#### REQUIRED TASK
Pull out every line in the data below that contains the string "blue". Case counts.

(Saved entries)
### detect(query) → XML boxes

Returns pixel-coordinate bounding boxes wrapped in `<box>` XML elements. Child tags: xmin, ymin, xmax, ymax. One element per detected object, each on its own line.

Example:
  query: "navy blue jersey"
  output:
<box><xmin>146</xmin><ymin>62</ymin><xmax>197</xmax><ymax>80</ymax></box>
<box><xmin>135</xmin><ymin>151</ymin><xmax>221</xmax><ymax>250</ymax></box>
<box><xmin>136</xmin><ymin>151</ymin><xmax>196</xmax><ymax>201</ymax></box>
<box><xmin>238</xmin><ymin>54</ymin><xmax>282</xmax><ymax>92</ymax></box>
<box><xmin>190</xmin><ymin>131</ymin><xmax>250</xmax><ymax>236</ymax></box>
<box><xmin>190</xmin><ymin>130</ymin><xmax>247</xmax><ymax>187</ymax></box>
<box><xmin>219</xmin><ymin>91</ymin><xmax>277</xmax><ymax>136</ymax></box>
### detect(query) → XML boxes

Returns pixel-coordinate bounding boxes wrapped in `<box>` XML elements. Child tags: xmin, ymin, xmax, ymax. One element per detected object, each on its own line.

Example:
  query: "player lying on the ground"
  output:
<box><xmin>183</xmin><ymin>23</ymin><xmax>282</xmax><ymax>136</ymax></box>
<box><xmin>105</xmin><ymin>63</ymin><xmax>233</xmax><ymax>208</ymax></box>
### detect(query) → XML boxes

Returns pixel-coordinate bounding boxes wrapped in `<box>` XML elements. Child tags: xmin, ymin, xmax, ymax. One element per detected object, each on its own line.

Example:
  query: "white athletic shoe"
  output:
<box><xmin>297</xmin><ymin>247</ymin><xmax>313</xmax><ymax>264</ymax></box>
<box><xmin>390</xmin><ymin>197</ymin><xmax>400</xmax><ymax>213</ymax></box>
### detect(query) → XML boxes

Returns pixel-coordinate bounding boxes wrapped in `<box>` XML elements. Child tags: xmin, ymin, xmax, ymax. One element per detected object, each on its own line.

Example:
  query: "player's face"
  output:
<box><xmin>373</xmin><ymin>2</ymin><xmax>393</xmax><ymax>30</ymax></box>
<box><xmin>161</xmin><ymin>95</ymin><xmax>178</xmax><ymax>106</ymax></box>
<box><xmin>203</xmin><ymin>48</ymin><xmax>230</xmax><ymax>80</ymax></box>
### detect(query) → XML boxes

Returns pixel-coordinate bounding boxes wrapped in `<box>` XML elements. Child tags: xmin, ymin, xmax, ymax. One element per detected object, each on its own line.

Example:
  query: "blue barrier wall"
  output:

#### EXERCISE ANSWER
  query: "navy blue jersey"
  query: "blue barrier wall"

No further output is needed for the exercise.